## [SET OF TASKS]
A) Output the Comstock Homebuilding passage verbatim, starting at the words "Comstock Homebuilding Companies is" and ending after the words "ratio of 0.26.".
B) Using the Comstock Homebuilding passage, decide whether each statement agrees with it, answering yes or no and quoting the deciding words exactly: (i) the Company operates in the Washington, D.C. and Raleigh, North Carolina markets; (ii) all foreclosure actions were complete at September 30, 2009; (iii) the deficiency notes given to some lenders had a term of five years.

## [TEXT BLOCK]
Comstock Homebuilding Companies is a production homebuilder that develops, builds, and markets single-family homes, townhouses, and condominiums. The Company currently operates in the Washington, D.C. and Raleigh, North Carolina markets where it targets a diverse range of buyers, including first-time, early move-up, secondary move-up, empty nester move-down and active adult home buyers. Comstock Homebuilding Companies Inc. has a market cap of $12.02 million; its shares were traded at around $0.79 with and P/S ratio of 0.26.

Highlight of Business Operations:

In early 2009 no significant improvement in market conditions was evident. Accordingly in an effort to stabilize the Company management formulated a Strategic Realignment Plan, a strategy for reducing market exposure, reducing project count and inventory and eliminating debt and settling obligations of the Company. A key part of this strategy was the identification of the real estate projects that management believed provided the best possibility for rebuilding the Company to be profitable again in future periods. Management outlined a plan for securing the necessary modifications of existing loans on these key properties and initiated negotiations with the subject lenders on these projects as well as negotiations with all of the lenders associated with the projects that the Company would seek to eliminate from its portfolio. Management’s goal was to reach amicable agreements with all of the Company’s major creditors before year end 2009. As a result management has spent much of 2009 focused on negotiating with our creditors to eliminate debts and otherwise settle obligations of the Company. As previously reported and as detailed herein the Company has made significant progress with respect to eliminating debt and restructuring the loans for the projects it desired to retain. As of September 30, 2009 the Company had successfully negotiated settlements with the majority of its secured lenders where the Company was a guarantor and had reduced the outstanding balance of debt from $102.8 million at December 31, 2008 to $83.4 million at September 30, 2009. With respect to projects that the Company did not seek to retain, in most cases the Company was released from the obligations under the loan in return for its agreement not to contest the foreclosure of the real estate assets securing the subject loan and in certain cases the Company provided the lender a non-interest bearing deficiency note in an amount equal to a fraction of the original debt with a term of three years. In one instance the Company also made a cash payment to the lender. Due to the time required to complete the requisite foreclosures on certain real estate assets, the foreclosure actions were not all complete at September 30, 2009 and will occur in future periods. The Company expects that all such foreclosures will be completed in 2010.

## [DATA BELOW]
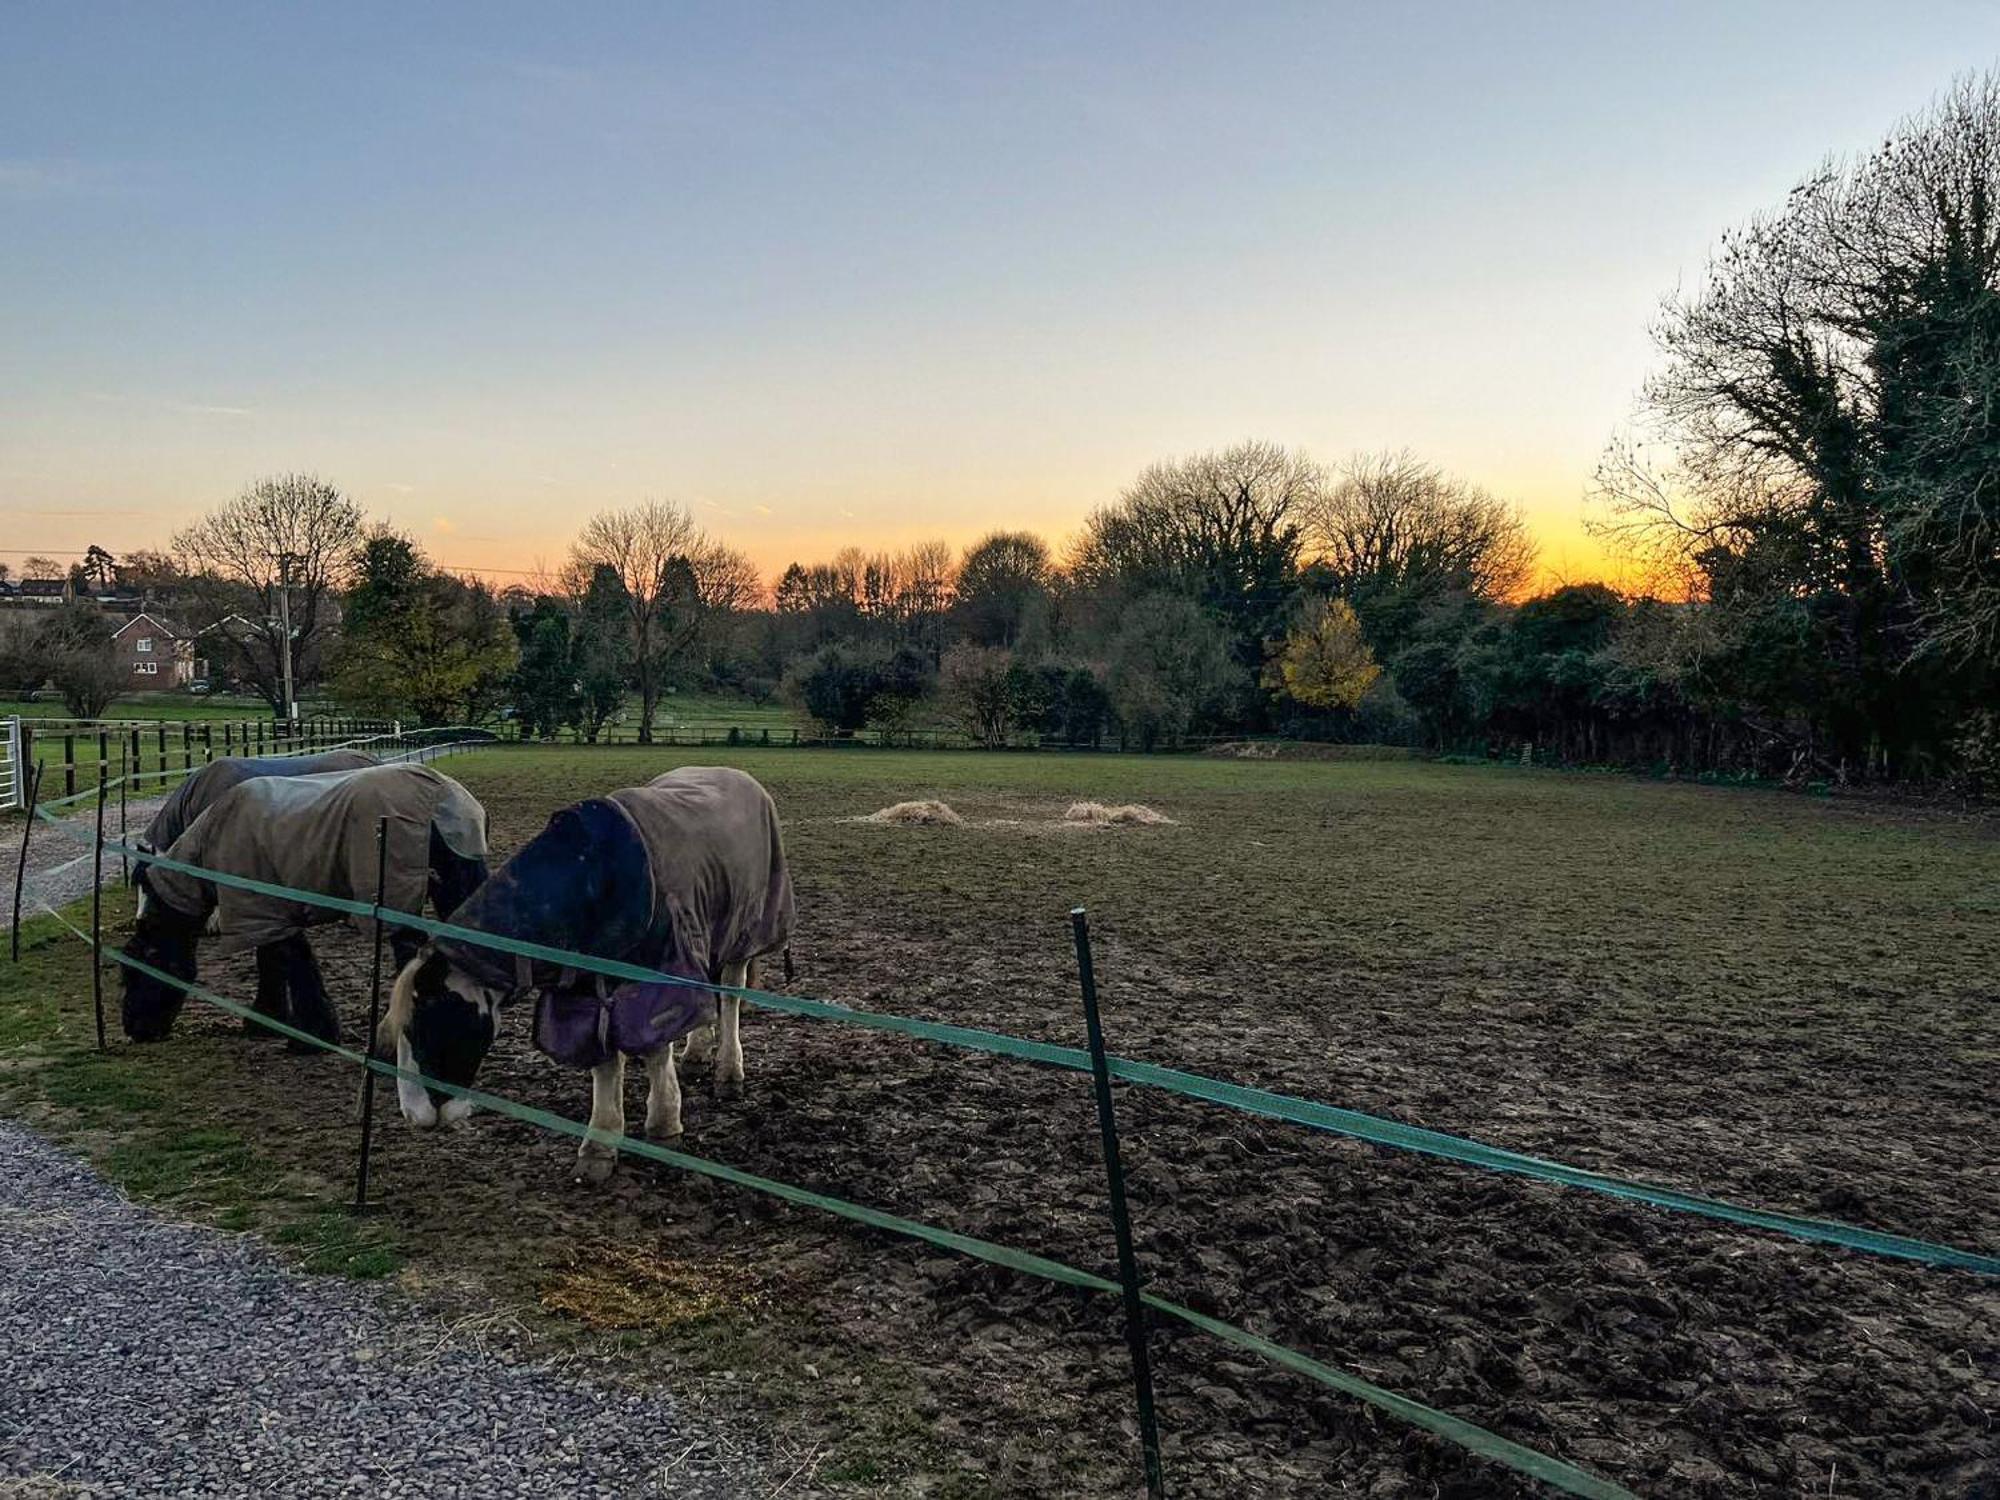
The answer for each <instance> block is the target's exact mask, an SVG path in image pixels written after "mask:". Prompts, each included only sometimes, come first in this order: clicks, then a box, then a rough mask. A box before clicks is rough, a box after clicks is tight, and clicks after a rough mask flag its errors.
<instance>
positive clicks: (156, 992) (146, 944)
mask: <svg viewBox="0 0 2000 1500" xmlns="http://www.w3.org/2000/svg"><path fill="white" fill-rule="evenodd" d="M134 884H136V886H138V918H136V922H134V924H132V940H130V942H128V944H126V952H128V954H130V956H132V958H136V960H138V962H142V964H150V966H152V968H156V970H160V972H162V974H172V976H174V978H176V980H182V982H184V984H194V944H196V942H198V940H200V936H202V920H204V918H200V916H192V918H190V916H186V914H184V912H180V910H178V908H174V906H168V904H166V902H164V900H160V898H158V894H154V890H152V882H150V880H148V878H146V868H144V866H140V870H138V874H136V876H134ZM122 970H124V994H122V998H120V1016H122V1020H124V1030H126V1036H130V1038H132V1040H134V1042H164V1040H166V1036H168V1032H172V1030H174V1018H176V1016H178V1014H180V1006H182V1002H184V1000H186V998H188V992H186V990H182V988H178V986H174V984H168V982H166V980H162V978H156V976H152V974H146V972H142V970H138V968H132V966H130V964H124V966H122Z"/></svg>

## [RESULTS]
A)
Comstock Homebuilding Companies is a production homebuilder that develops, builds, and markets single-family homes, townhouses, and condominiums. The Company currently operates in the Washington, D.C. and Raleigh, North Carolina markets where it targets a diverse range of buyers, including first-time, early move-up, secondary move-up, empty nester move-down and active adult home buyers. Comstock Homebuilding Companies Inc. has a market cap of $12.02 million; its shares were traded at around $0.79 with and P/S ratio of 0.26.

B)
(i) Yes: "The Company currently operates in the Washington, D.C. and Raleigh, North Carolina markets"
(ii) No: "the foreclosure actions were not all complete at September 30, 2009 and will occur in future periods"
(iii) No: "with a term of three years"